DATASET RECORDS.
▬▬▬
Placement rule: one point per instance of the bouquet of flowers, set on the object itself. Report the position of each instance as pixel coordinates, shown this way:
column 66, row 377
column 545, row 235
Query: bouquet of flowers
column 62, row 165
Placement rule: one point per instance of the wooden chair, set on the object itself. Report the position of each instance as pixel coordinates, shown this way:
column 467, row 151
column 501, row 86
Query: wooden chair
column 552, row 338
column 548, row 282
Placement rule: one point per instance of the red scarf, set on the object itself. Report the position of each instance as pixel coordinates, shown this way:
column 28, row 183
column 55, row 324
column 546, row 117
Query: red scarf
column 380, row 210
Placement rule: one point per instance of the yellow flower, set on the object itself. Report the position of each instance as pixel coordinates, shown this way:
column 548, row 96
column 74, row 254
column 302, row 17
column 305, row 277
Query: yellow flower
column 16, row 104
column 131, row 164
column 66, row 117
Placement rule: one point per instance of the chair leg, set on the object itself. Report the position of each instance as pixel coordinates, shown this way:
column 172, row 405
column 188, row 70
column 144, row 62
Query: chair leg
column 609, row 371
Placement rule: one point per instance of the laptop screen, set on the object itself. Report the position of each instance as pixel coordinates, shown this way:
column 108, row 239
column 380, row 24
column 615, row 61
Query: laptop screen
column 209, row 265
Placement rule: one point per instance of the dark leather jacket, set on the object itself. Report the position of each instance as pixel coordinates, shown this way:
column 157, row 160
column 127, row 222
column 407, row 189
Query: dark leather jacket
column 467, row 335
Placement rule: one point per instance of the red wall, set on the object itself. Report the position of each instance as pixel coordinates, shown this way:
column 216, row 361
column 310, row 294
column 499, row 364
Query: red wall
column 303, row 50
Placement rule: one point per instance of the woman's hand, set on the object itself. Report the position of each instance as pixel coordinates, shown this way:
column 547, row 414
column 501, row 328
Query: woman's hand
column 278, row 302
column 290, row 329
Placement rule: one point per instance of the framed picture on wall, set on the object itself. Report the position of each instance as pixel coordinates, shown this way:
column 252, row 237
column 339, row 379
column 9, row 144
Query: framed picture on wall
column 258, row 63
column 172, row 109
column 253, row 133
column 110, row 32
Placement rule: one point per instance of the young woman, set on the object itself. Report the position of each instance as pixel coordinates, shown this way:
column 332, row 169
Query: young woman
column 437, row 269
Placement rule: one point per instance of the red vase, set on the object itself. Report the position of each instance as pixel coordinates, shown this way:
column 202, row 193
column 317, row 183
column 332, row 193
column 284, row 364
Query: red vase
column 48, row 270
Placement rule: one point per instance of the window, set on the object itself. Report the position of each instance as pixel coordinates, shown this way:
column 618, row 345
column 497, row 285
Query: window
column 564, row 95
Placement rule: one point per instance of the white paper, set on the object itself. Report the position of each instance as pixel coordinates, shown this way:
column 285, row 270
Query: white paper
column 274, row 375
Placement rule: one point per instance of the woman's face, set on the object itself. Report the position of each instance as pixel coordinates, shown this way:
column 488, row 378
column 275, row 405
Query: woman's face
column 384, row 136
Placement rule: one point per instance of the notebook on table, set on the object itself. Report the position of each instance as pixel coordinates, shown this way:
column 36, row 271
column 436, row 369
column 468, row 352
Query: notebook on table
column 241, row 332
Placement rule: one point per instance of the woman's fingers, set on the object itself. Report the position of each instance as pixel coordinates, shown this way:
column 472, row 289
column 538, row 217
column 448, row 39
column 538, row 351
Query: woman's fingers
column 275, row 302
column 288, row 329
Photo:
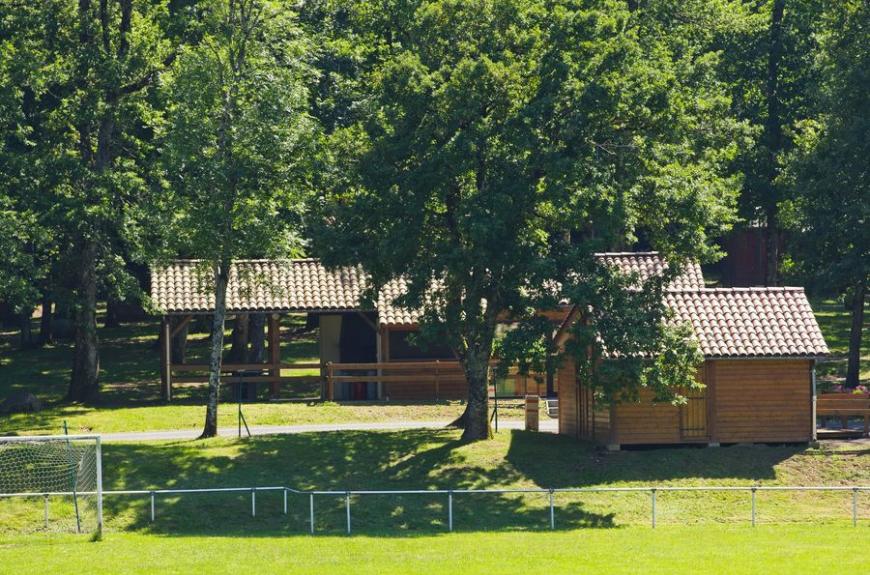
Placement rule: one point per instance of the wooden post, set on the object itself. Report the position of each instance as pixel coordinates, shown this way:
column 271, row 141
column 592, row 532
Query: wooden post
column 274, row 353
column 166, row 358
column 532, row 412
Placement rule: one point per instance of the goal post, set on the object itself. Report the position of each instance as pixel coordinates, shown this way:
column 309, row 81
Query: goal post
column 50, row 467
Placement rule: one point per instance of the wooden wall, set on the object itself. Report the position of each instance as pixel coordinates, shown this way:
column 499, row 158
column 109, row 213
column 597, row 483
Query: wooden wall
column 568, row 420
column 757, row 401
column 647, row 422
column 763, row 400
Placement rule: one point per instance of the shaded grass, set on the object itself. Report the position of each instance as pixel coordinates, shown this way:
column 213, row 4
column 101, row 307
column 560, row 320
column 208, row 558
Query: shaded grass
column 426, row 459
column 713, row 549
column 130, row 397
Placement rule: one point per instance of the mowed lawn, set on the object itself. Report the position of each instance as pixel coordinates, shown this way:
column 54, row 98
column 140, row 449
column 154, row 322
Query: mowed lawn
column 431, row 459
column 130, row 398
column 713, row 549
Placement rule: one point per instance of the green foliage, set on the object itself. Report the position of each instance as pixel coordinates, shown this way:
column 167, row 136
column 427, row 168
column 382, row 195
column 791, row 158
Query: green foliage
column 831, row 210
column 508, row 141
column 237, row 136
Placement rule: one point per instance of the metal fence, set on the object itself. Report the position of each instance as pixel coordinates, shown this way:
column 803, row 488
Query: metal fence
column 450, row 494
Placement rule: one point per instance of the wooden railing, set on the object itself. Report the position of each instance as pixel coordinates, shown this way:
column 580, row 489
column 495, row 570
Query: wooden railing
column 412, row 380
column 435, row 379
column 844, row 406
column 270, row 373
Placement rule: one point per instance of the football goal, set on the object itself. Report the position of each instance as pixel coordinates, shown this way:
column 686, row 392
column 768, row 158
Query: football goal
column 65, row 470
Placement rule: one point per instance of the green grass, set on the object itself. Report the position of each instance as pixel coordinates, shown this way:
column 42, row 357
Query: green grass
column 835, row 322
column 130, row 396
column 189, row 415
column 427, row 459
column 733, row 550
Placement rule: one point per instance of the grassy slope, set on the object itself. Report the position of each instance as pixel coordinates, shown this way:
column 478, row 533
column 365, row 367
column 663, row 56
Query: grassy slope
column 426, row 459
column 792, row 549
column 131, row 401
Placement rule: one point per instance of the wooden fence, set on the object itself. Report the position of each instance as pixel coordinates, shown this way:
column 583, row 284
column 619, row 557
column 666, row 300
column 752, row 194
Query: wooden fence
column 844, row 406
column 422, row 380
column 397, row 380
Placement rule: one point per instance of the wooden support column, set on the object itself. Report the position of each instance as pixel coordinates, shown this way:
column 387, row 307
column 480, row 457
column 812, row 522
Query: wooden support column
column 385, row 349
column 166, row 358
column 274, row 353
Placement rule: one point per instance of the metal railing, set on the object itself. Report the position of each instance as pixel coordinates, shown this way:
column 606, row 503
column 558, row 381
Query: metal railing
column 450, row 495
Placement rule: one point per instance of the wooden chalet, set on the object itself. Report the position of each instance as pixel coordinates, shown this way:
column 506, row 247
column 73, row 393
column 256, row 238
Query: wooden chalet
column 760, row 346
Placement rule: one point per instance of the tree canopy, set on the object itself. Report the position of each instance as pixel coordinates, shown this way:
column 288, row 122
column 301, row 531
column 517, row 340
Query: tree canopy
column 507, row 142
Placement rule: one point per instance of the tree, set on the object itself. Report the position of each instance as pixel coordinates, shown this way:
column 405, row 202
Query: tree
column 767, row 62
column 507, row 142
column 80, row 75
column 237, row 142
column 829, row 171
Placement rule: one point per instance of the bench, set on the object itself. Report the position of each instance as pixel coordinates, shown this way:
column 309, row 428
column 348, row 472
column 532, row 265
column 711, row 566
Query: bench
column 844, row 406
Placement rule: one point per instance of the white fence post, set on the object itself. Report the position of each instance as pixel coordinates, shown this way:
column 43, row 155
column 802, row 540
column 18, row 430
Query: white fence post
column 347, row 507
column 552, row 512
column 99, row 457
column 754, row 489
column 311, row 511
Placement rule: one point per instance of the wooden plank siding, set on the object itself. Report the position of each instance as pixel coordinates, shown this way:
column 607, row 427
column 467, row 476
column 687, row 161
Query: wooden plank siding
column 647, row 422
column 568, row 412
column 763, row 400
column 746, row 401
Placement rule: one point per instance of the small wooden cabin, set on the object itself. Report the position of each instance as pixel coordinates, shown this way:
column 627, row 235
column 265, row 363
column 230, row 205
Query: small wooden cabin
column 760, row 346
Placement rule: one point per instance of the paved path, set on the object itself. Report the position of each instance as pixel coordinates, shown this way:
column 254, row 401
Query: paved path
column 547, row 426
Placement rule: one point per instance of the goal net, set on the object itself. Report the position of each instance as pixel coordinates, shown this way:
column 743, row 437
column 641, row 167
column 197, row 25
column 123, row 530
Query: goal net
column 63, row 473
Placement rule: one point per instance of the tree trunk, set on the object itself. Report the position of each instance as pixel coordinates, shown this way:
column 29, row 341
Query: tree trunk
column 475, row 420
column 773, row 142
column 257, row 337
column 111, row 314
column 84, row 383
column 853, row 372
column 217, row 346
column 179, row 342
column 26, row 340
column 45, row 334
column 239, row 349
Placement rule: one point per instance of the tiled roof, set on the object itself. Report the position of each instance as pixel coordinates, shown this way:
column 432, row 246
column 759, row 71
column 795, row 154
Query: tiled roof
column 649, row 264
column 388, row 312
column 259, row 285
column 306, row 285
column 750, row 322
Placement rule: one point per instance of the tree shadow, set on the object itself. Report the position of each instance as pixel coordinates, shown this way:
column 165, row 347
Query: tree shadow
column 563, row 462
column 339, row 461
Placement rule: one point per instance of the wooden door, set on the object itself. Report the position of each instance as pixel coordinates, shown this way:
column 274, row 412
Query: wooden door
column 693, row 416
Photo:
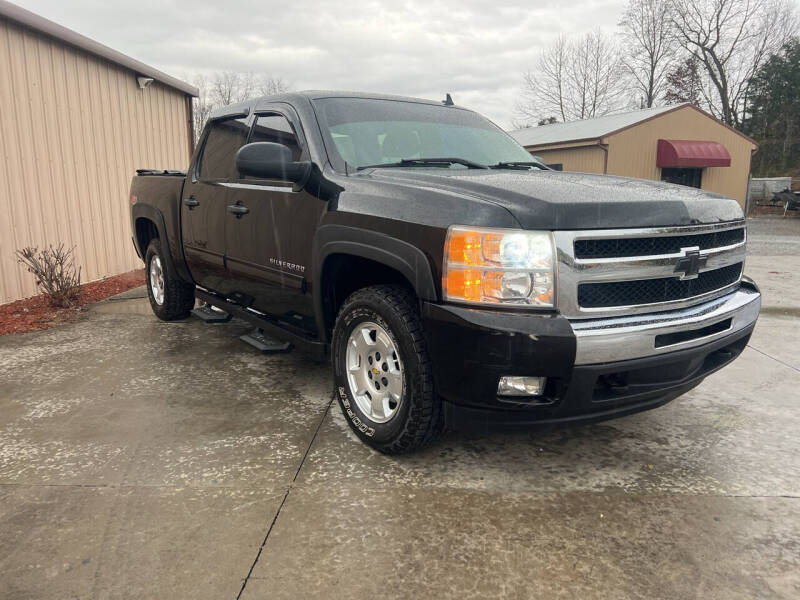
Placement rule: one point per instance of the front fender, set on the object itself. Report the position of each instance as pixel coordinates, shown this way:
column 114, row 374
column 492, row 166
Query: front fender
column 397, row 254
column 175, row 268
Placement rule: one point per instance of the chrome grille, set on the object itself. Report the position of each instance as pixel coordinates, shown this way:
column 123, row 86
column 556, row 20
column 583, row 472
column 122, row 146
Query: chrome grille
column 649, row 246
column 598, row 276
column 651, row 291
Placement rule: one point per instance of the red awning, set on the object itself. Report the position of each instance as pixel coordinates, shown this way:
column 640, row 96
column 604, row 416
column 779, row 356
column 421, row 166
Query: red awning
column 692, row 153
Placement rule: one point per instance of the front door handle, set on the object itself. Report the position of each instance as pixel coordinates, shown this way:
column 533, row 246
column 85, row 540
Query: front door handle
column 238, row 210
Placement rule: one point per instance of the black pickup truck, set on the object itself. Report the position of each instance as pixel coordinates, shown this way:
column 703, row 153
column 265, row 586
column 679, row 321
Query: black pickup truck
column 452, row 279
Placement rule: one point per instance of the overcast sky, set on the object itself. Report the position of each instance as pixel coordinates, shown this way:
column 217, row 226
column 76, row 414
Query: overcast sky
column 475, row 50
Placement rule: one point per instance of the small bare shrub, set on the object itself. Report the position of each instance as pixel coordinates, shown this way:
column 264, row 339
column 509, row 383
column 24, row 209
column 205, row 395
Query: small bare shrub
column 55, row 272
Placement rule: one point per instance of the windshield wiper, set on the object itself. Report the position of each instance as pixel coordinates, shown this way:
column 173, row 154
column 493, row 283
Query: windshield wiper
column 521, row 165
column 432, row 162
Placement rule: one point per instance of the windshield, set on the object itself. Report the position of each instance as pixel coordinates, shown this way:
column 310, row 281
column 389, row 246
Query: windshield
column 362, row 132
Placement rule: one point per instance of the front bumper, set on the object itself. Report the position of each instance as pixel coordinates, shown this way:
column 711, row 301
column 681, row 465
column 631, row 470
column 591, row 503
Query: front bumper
column 596, row 369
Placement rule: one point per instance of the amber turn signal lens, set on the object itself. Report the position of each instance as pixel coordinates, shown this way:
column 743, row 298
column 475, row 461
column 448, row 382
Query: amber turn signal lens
column 465, row 247
column 464, row 283
column 499, row 266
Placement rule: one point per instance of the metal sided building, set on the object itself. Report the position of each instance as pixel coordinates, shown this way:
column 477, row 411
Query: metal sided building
column 77, row 119
column 680, row 144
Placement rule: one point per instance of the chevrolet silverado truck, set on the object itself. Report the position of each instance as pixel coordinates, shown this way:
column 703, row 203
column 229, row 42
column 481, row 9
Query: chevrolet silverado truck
column 451, row 278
▬▬▬
WHAT YOU NEED TO DO.
Render the data from the line containing "Placement rule: one point per instance of the red vase, set" through the line containing "column 241, row 332" as a numbered list, leaving out any blank lines.

COMPLETE OUTPUT.
1. Placement rule: one point per instance of the red vase, set on the object itself. Report the position of each instance as pixel coordinates, shown this way:
2. column 202, row 193
3. column 317, row 183
4. column 332, row 193
5. column 284, row 364
6. Query: red vase
7. column 48, row 270
8. Placement rule: one point per instance of the window, set on the object itself. Report the position of each instance as pixel coordinates, shown this way:
9. column 618, row 345
10. column 497, row 285
11. Query: window
12. column 564, row 95
13. Placement rule: one point per instance of the white paper, set on the object itself. Report the position of each instance as pixel coordinates, shown this way:
14. column 285, row 270
15. Query: white paper
16. column 274, row 375
17. Placement rule: one point per instance of the woman's face, set on the object itself. Report the position of each instance as pixel coordinates, shown this way:
18. column 488, row 378
19. column 275, row 405
20. Query: woman's face
21. column 384, row 136
22. Placement rule: one point per instance of the notebook on table, set on the object itself. Report the position of each instance as pixel coordinates, shown this way:
23. column 36, row 271
24. column 436, row 369
25. column 468, row 352
26. Query: notebook on table
27. column 241, row 332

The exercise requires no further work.